Lines of data:
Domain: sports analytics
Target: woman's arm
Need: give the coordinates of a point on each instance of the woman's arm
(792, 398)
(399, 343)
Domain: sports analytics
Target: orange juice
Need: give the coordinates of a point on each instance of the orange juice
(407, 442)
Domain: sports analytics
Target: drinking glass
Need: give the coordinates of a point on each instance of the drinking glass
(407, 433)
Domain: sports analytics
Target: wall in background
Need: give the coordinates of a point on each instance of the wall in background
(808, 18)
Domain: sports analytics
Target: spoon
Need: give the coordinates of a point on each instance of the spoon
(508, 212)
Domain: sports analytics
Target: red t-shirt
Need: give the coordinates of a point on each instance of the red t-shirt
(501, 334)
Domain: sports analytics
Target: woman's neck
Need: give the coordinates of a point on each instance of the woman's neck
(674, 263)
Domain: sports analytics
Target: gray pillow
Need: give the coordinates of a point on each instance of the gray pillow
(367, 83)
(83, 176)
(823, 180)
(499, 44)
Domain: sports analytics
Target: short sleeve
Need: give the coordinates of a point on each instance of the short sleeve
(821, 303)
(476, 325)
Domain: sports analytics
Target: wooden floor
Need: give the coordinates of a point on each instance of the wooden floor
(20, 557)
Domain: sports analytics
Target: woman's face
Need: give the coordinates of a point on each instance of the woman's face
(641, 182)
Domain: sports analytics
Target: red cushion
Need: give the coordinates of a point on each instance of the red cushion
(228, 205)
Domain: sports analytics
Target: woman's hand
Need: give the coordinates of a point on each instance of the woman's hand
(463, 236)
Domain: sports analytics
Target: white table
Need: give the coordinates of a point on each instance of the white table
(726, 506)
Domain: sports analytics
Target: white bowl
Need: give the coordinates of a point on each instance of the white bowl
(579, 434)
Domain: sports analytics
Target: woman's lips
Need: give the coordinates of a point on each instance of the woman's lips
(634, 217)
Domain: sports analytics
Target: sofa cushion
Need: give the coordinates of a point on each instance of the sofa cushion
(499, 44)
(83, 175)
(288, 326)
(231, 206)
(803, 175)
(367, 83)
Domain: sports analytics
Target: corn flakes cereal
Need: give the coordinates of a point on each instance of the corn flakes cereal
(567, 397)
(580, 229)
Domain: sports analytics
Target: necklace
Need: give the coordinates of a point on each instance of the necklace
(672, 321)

# Exercise aim
Retype the data in full and match it exactly.

# Right answer
Domain: sports analytics
Target: woman's arm
Need: give the coordinates of a point on each instance of the woman's arm
(792, 398)
(399, 343)
Domain: sports analytics
Target: orange juice
Need: give the coordinates of a point on each instance of the orange juice
(407, 442)
Domain: sports analytics
Target: drinking glass
Need: give the coordinates of a point on each instance of the drinking glass
(407, 433)
Domain: sports analytics
Target: wall in background
Need: give the coordinates of a point on each instance of the wall in background
(808, 18)
Domain: sports analytics
Target: spoon
Need: give the coordinates of a point on each instance of the spoon
(508, 212)
Domain: sports analytics
Target: red t-shirt
Need: give the coordinates of a point on each instance of the red t-shirt
(501, 334)
Domain: sports analytics
Target: woman's neck
Need: give the coordinates of a point on each instance of the woman's neck
(674, 263)
Domain: sports analytics
Target: gray pillow
Need: give the coordinates of a point on each instance of the gray pillow
(367, 83)
(83, 176)
(823, 180)
(499, 44)
Domain: sports analytics
Target: short sleeve
Need: give the coordinates of a point on each instance of the short sleeve
(821, 303)
(476, 325)
Domain: sports analytics
Target: wooden floor
Need: give the coordinates of a point on each instance of the wooden floor
(20, 557)
Domain: sports analytics
Target: woman's face
Need: give the coordinates of a point on each instance of the woman's face
(641, 182)
Domain: sports analytics
Target: red cushion
Need: give the coordinates of a point on each instance of the red cushion
(228, 205)
Domain: sports analytics
Target: woman's hand
Need: give the coordinates of a point on each instance of the woman's hand
(463, 236)
Domain: sports analytics
Target: white table
Need: give the coordinates of a point on each instance of the white table
(726, 506)
Domain: sports analytics
Target: white bowl
Need: give the coordinates of a point on each instance of the white bowl
(579, 434)
Domain: sports analytics
Target: woman's lips
Need: give the coordinates of a point on each instance of the woman's lips
(634, 217)
Domain: sports analytics
Target: sofa cushion
Need: give the coordinates of a point on each instance of the sofa cushion
(499, 44)
(83, 175)
(288, 326)
(231, 206)
(803, 175)
(367, 83)
Domain: sports analytics
Target: corn flakes cereal
Need: give the coordinates of a point on each instance of the corn flakes cereal
(567, 397)
(580, 229)
Domain: sports analytics
Target: necklace
Need: give the coordinates of a point on each instance of the necklace
(672, 321)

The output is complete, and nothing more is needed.